■ TEXT UNDER STUDY:

During this time, Jay remained in an apartment across the
street from our home, with the children spending several nights
a week with him. He felt that independence and contact with the
girls was critical to his well-being. However, by the winter of
2002, he could no longer reliably keep house, cook, or even
groom himself regularly.
In early 2003, Jay was finally approved for Social Security
Disability benefits. He was also at long last approved for in-
home personal assistance, but it came too late. By the time the
services were authorized, he could no longer live
independently. We moved him into a personal-care boarding home.
In the midst of trying to help Jay get the help he needed,
it never occurred to me to closely monitor his medication. We
had been married for 20 years, and he was totally self-
sufficient. I had no idea, due to his impaired judgment, he was
hoarding the medication that kept his other health problems,
glaucoma and depression, under control.

■ RECORDS SHOWN:
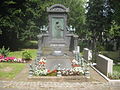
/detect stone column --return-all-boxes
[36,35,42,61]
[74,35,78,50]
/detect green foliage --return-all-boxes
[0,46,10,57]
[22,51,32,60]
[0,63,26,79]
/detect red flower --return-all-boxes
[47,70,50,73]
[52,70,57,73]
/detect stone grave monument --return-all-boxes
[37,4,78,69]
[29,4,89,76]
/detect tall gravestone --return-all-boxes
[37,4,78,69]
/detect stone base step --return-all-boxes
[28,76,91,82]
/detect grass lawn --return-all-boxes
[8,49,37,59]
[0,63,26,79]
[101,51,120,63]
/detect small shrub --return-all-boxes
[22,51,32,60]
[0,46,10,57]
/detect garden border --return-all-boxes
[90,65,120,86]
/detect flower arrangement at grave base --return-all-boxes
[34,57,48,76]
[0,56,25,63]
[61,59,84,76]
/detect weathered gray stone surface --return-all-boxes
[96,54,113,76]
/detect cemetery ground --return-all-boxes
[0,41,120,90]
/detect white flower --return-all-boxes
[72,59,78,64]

■ WORK INSTRUCTIONS: According to the text about Jay's illness, when was he approved for Social Security Disability benefits? Rely only on the text, not on the entries.

■ RESULT BELOW: In early 2003.